• _Task goal_
Render the lines of the records between the one holding "Where is each instance of the coconut" and the one holding "point(47, 440)", inclusive, as a numbered list with any blank lines left out.

• _Data supplied_
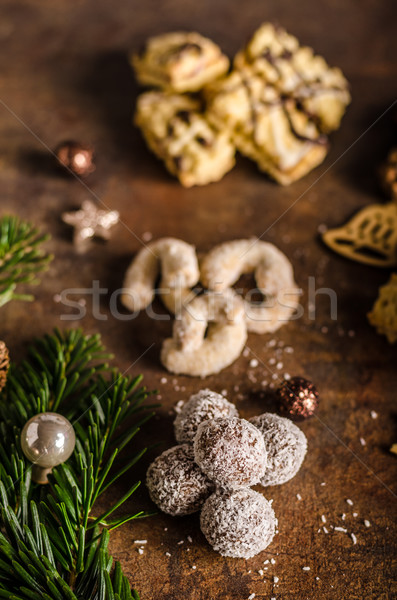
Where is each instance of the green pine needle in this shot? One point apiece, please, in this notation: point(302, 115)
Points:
point(53, 543)
point(21, 257)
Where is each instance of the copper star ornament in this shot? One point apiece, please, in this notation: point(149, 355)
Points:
point(89, 222)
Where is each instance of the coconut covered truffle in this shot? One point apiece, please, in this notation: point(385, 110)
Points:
point(239, 524)
point(175, 482)
point(286, 447)
point(231, 452)
point(200, 407)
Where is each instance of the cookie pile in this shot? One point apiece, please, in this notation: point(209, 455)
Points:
point(211, 324)
point(219, 458)
point(276, 106)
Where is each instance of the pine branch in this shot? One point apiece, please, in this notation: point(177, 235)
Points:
point(53, 545)
point(21, 257)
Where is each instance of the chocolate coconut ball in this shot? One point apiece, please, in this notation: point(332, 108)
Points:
point(238, 524)
point(200, 407)
point(286, 447)
point(231, 452)
point(175, 482)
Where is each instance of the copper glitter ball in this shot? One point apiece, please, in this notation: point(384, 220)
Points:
point(298, 398)
point(76, 157)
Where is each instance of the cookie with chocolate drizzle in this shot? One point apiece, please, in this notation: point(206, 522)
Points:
point(177, 131)
point(179, 62)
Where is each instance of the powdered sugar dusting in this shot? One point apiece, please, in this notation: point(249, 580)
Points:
point(175, 482)
point(200, 407)
point(231, 452)
point(286, 447)
point(238, 524)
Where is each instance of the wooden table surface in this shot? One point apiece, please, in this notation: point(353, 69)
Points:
point(64, 74)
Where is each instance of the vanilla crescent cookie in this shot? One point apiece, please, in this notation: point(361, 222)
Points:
point(176, 262)
point(274, 276)
point(208, 335)
point(179, 62)
point(279, 59)
point(178, 132)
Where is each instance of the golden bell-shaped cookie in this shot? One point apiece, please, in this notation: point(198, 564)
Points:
point(370, 237)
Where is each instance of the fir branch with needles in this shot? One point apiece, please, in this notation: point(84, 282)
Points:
point(21, 257)
point(53, 542)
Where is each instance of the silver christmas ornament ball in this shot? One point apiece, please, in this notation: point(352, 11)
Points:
point(47, 440)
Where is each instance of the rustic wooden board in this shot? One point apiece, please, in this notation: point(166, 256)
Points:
point(64, 74)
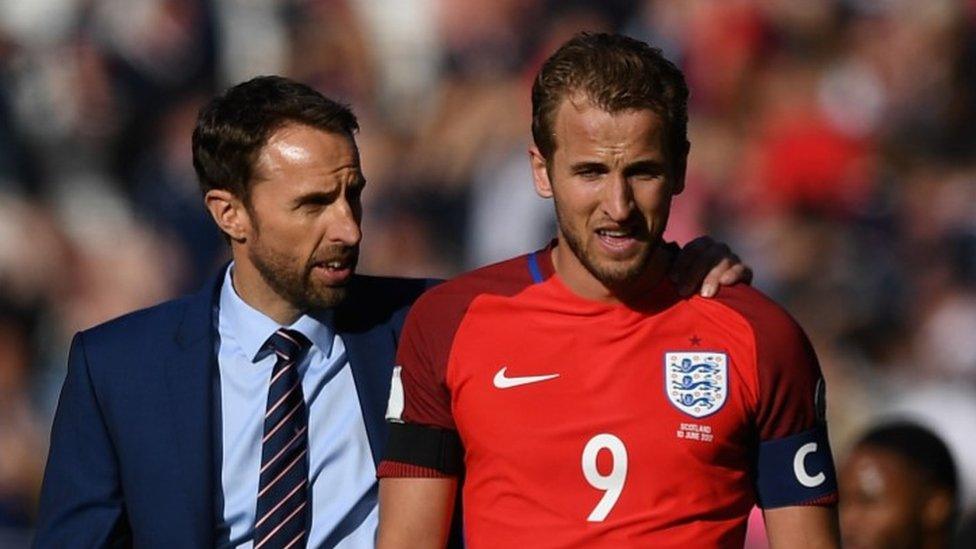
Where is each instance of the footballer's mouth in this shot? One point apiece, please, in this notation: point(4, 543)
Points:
point(335, 271)
point(619, 240)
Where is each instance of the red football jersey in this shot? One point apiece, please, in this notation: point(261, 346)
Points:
point(586, 424)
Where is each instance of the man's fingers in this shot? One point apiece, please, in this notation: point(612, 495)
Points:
point(688, 256)
point(737, 273)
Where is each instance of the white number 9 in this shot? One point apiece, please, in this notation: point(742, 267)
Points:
point(611, 484)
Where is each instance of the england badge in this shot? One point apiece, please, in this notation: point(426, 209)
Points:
point(697, 382)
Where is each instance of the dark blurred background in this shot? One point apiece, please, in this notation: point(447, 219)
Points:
point(832, 147)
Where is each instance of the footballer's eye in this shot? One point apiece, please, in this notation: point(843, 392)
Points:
point(314, 203)
point(589, 171)
point(645, 171)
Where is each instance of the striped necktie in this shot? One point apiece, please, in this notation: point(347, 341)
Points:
point(282, 518)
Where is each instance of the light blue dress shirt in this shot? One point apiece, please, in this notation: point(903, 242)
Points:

• _Final result_
1. Where is each instance of the coconut covered truffle in this shot? One point apiece, please, in this notation: point(385, 110)
2. Points:
3. point(239, 524)
4. point(175, 482)
5. point(286, 447)
6. point(231, 452)
7. point(200, 407)
8. Where is each instance of the cookie pile in this shot? One point apiece, please, in this notation: point(209, 455)
9. Points:
10. point(211, 324)
11. point(219, 458)
12. point(276, 106)
13. Where is each instance of the pine branch in this shot? One point apiece, please, in this notation: point(177, 235)
14. Points:
15. point(53, 545)
16. point(21, 257)
17. Where is each instance of the chocolate coconut ball in this shot? One point apiece, please, in this notation: point(332, 108)
18. Points:
19. point(238, 524)
20. point(200, 407)
21. point(286, 447)
22. point(231, 452)
23. point(175, 482)
24. Where is each instance of the copper glitter ball in this shot? One point apiece, please, in this notation: point(384, 220)
25. Points:
26. point(298, 398)
27. point(76, 157)
28. Where is each instance of the cookie with chocolate drizzle in this shot? One point apiece, please, in this notation: point(206, 522)
29. Points:
30. point(177, 131)
31. point(179, 62)
32. Where is each instance of the powdered sugar dusting in this shot? One point apiece, please, in this notation: point(249, 580)
33. Points:
34. point(175, 482)
35. point(200, 407)
36. point(231, 452)
37. point(286, 447)
38. point(238, 524)
39. Where is each instance of the wooden table surface in this shot? One point apiece, please, in this notation: point(353, 69)
40. Points:
41. point(64, 74)
42. Where is each instance of the vanilla crescent cookie in this shot? One point apiece, please, in this notation: point(361, 222)
43. Points:
44. point(176, 262)
45. point(274, 276)
46. point(208, 335)
47. point(179, 62)
48. point(279, 59)
49. point(178, 132)
50. Where is each instance of the golden bell-shaped cookie in this shot? One point apiece, please, in this notation: point(198, 564)
51. Points:
52. point(370, 237)
53. Where is each instance of the fir branch with needles in this shot? One point apiece, please, in this notation: point(84, 282)
54. Points:
55. point(21, 257)
56. point(53, 542)
57. Where is each instance of the silver christmas ornament ball in this shot? One point apiece, please, in this notation: point(352, 11)
58. Points:
59. point(47, 440)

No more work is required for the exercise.